##### Excerpted data

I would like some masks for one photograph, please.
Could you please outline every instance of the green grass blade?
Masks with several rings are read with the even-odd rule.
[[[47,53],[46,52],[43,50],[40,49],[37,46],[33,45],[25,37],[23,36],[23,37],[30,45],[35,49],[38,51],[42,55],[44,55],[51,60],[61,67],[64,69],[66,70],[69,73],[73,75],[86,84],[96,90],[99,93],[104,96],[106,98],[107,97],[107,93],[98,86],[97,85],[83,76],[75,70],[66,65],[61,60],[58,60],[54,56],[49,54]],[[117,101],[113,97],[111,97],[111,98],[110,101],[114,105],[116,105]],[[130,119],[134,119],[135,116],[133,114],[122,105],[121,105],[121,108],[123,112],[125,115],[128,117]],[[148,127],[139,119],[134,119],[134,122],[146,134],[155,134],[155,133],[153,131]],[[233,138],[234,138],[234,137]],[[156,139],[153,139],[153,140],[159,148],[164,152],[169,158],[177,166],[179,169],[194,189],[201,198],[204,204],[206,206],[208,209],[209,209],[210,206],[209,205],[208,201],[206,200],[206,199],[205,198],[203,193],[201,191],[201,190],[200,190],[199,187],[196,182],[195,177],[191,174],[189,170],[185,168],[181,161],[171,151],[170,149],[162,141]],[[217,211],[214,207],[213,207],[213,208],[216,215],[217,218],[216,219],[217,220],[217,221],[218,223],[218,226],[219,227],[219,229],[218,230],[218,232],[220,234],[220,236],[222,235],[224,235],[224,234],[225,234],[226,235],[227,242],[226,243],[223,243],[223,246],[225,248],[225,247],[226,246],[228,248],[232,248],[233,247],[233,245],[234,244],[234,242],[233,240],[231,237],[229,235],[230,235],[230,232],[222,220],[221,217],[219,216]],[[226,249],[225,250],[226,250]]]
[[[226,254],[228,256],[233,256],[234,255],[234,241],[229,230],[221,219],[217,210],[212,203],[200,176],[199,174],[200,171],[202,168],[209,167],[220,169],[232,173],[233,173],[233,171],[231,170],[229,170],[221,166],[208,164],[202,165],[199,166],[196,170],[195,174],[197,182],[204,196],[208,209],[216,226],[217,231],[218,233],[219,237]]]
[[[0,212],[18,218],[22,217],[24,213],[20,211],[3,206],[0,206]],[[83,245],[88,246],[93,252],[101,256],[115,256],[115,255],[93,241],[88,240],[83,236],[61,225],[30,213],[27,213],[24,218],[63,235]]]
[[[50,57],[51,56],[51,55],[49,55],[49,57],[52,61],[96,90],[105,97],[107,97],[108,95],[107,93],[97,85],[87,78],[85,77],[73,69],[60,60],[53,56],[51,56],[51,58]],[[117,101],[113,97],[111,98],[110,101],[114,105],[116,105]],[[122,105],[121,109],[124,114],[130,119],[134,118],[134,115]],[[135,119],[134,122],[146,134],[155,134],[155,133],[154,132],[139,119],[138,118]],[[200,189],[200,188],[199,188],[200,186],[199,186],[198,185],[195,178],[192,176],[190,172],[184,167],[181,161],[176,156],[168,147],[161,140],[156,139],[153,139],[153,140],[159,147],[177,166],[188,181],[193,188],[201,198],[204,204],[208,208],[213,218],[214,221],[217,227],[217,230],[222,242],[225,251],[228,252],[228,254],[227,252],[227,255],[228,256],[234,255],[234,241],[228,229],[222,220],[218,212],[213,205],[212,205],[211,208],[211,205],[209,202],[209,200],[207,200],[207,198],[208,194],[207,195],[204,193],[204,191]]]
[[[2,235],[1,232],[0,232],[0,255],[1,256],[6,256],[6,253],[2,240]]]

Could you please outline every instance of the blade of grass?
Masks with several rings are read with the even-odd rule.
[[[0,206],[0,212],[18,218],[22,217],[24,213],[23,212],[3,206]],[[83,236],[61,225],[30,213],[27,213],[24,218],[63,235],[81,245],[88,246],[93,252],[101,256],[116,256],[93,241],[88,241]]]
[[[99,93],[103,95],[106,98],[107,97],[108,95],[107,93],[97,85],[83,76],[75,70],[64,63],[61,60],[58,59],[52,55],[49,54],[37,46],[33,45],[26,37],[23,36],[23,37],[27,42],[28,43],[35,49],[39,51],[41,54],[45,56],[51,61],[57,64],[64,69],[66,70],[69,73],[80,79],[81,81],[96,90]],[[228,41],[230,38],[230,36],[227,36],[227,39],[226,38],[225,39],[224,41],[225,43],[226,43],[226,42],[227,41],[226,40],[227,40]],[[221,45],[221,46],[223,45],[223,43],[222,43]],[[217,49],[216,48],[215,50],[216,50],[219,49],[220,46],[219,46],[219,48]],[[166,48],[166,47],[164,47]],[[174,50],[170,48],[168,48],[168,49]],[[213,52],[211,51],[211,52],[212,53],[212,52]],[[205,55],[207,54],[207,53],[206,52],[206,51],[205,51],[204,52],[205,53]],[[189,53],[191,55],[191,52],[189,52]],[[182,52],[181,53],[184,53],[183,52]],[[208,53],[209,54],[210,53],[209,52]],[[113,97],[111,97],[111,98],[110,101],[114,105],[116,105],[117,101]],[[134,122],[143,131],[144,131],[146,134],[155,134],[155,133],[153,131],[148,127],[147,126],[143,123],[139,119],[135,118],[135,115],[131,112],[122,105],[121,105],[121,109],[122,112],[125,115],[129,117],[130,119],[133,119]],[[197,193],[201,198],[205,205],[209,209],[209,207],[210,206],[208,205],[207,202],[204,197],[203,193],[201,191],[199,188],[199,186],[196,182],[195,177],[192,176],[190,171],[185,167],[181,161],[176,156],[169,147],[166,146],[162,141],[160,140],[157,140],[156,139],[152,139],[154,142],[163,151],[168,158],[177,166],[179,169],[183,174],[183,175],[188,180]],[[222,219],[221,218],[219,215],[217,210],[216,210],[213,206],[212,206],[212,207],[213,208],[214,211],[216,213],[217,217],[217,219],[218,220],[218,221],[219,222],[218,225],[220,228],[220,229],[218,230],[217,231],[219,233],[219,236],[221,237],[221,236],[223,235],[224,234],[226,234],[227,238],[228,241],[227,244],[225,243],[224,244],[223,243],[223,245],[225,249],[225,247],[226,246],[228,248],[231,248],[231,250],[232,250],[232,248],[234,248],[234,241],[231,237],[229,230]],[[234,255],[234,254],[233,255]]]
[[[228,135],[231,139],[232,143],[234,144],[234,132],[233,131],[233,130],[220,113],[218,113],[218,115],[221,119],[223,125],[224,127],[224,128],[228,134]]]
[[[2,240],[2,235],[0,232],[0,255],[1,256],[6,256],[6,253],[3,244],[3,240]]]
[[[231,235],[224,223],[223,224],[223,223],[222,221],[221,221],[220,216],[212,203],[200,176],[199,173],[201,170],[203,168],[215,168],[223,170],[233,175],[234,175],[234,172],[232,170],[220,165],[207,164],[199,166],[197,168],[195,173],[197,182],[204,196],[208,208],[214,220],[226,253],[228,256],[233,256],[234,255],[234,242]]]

##########

Job: Reproduce the material verbatim, line by line.

Response:
I would like some masks for one photograph, please.
Could you please outline every instance of the green grass blade?
Masks with several rings are read with the even-odd rule.
[[[47,53],[46,52],[43,50],[40,49],[37,46],[33,45],[25,37],[23,36],[23,37],[30,45],[35,49],[38,51],[42,55],[44,55],[51,60],[61,67],[64,69],[66,70],[69,73],[73,75],[86,84],[96,90],[99,93],[104,96],[106,98],[107,97],[107,93],[98,86],[97,85],[83,76],[75,70],[66,65],[61,60],[58,60],[54,56],[49,54]],[[117,101],[113,97],[111,97],[111,98],[110,101],[114,105],[116,105]],[[130,119],[134,119],[135,116],[133,114],[122,105],[121,105],[121,108],[123,112],[125,115],[128,117]],[[148,127],[139,119],[134,119],[134,122],[146,134],[155,134],[155,133],[153,131]],[[233,138],[234,138],[234,137]],[[156,139],[153,139],[153,140],[159,148],[164,152],[169,158],[177,166],[179,169],[194,189],[201,198],[204,204],[206,206],[208,209],[209,209],[210,206],[209,205],[208,201],[206,200],[206,199],[205,198],[203,193],[201,191],[201,190],[200,190],[199,187],[196,182],[195,177],[191,174],[189,170],[185,168],[181,161],[171,151],[170,149],[162,141]],[[217,211],[214,207],[213,207],[213,208],[216,215],[217,218],[216,219],[217,220],[217,221],[218,223],[218,226],[219,227],[219,229],[218,230],[218,232],[220,234],[220,236],[222,235],[224,235],[224,234],[225,234],[226,235],[227,242],[226,243],[223,243],[223,246],[225,248],[225,247],[226,246],[228,248],[232,248],[233,247],[233,245],[234,244],[234,242],[233,240],[231,237],[229,235],[230,235],[230,232],[222,220],[221,217],[219,216]],[[226,249],[225,250],[226,250]]]
[[[226,254],[228,256],[233,256],[234,255],[234,241],[229,230],[221,219],[217,210],[212,203],[200,176],[199,174],[200,171],[202,168],[209,167],[220,169],[232,173],[233,173],[233,171],[231,170],[229,170],[221,166],[208,164],[202,165],[199,166],[196,170],[195,174],[197,182],[204,196],[208,209],[216,226],[217,231],[218,233],[219,237]]]
[[[0,212],[18,218],[22,217],[24,213],[20,211],[3,206],[0,206]],[[83,245],[88,246],[93,252],[101,256],[115,256],[115,255],[93,241],[88,240],[83,236],[61,225],[30,213],[27,213],[24,218],[63,235]]]
[[[50,57],[51,56],[51,55],[49,55],[49,57],[52,61],[96,90],[105,97],[107,97],[108,95],[107,93],[97,85],[87,78],[85,77],[73,69],[60,60],[53,56],[51,56],[51,58]],[[117,101],[113,97],[111,98],[110,101],[114,105],[116,105]],[[122,105],[121,109],[124,114],[130,119],[134,118],[134,115]],[[135,119],[134,122],[146,134],[155,134],[155,133],[154,132],[139,119],[138,118]],[[200,189],[200,188],[199,188],[200,186],[199,186],[198,185],[195,178],[192,176],[190,172],[184,167],[181,161],[176,156],[168,147],[161,140],[156,139],[153,139],[153,140],[159,147],[177,166],[188,181],[193,188],[201,198],[204,204],[208,208],[213,218],[214,221],[217,227],[217,230],[222,242],[225,251],[228,252],[228,254],[227,252],[227,255],[228,256],[234,255],[234,241],[228,229],[222,220],[218,212],[213,205],[212,205],[211,208],[211,205],[209,202],[209,200],[207,200],[207,198],[208,194],[207,195],[204,193],[204,191]]]
[[[2,235],[1,232],[0,232],[0,255],[1,256],[6,256],[6,253],[2,240]]]

Could you please outline every instance of the blade of grass?
Masks with several rings are read with the even-odd rule.
[[[0,206],[0,212],[18,218],[22,217],[24,213],[23,212],[3,206]],[[83,236],[61,225],[30,213],[27,213],[24,218],[63,235],[81,245],[88,246],[93,252],[101,256],[116,256],[93,241],[88,241]]]
[[[99,93],[103,95],[106,98],[107,97],[108,95],[107,93],[97,85],[83,76],[75,70],[64,63],[61,60],[58,59],[52,55],[49,54],[37,46],[33,45],[26,37],[23,36],[23,37],[27,42],[28,43],[35,49],[39,51],[41,54],[45,56],[51,61],[57,64],[64,69],[66,70],[69,73],[80,79],[81,81],[96,90]],[[228,41],[230,38],[230,36],[227,36],[227,39],[226,38],[225,39],[224,41],[225,43],[226,43],[226,42],[227,41],[226,40],[227,40]],[[221,45],[221,46],[223,45],[223,43],[222,43]],[[217,49],[216,48],[215,50],[216,50],[219,49],[220,46],[219,46],[219,48]],[[166,48],[166,47],[164,47]],[[174,50],[170,48],[168,48],[168,49]],[[213,52],[211,51],[211,52],[212,53],[212,52]],[[205,55],[207,54],[207,53],[206,52],[206,51],[205,51],[204,52],[205,53]],[[189,53],[191,55],[191,52],[189,52]],[[182,52],[181,53],[184,53],[183,52]],[[208,53],[209,54],[210,53],[209,52]],[[113,97],[111,97],[111,98],[110,101],[114,105],[116,105],[117,101]],[[134,122],[143,131],[144,131],[146,134],[155,134],[155,133],[153,131],[148,127],[147,126],[143,123],[139,119],[135,118],[135,115],[131,112],[122,105],[121,105],[121,109],[122,112],[125,115],[129,117],[130,119],[133,119]],[[197,193],[201,198],[205,205],[209,209],[209,207],[210,206],[208,205],[207,202],[204,197],[203,193],[201,191],[199,188],[199,186],[196,182],[195,177],[192,176],[190,171],[185,167],[181,161],[176,156],[169,147],[166,146],[162,141],[160,140],[157,140],[156,139],[152,139],[154,142],[163,151],[168,158],[177,166],[179,169],[183,174],[183,175],[188,180]],[[222,219],[221,218],[219,215],[217,210],[216,210],[213,206],[212,206],[212,207],[213,208],[214,211],[216,213],[217,217],[217,219],[218,220],[218,221],[219,222],[218,225],[220,228],[220,229],[218,230],[217,231],[219,233],[219,236],[221,237],[221,236],[223,235],[224,234],[226,234],[227,238],[228,241],[227,244],[225,243],[224,244],[223,243],[223,245],[225,249],[225,247],[226,246],[228,248],[231,248],[231,250],[232,250],[232,248],[234,248],[234,241],[231,237],[229,230]],[[234,255],[234,254],[233,255]]]
[[[228,135],[231,139],[232,143],[234,144],[234,132],[233,131],[233,130],[220,113],[218,113],[218,115],[221,119],[223,125],[224,127],[224,128],[228,134]]]
[[[2,240],[2,235],[0,232],[0,255],[1,256],[6,256],[6,253],[3,244],[3,240]]]
[[[231,235],[224,223],[223,224],[223,223],[222,221],[221,221],[220,216],[212,203],[200,176],[199,173],[201,170],[203,168],[215,168],[223,170],[233,175],[234,175],[234,172],[232,170],[220,165],[207,164],[199,166],[197,168],[195,173],[197,182],[204,196],[208,208],[214,220],[226,253],[228,256],[233,256],[234,255],[234,242]]]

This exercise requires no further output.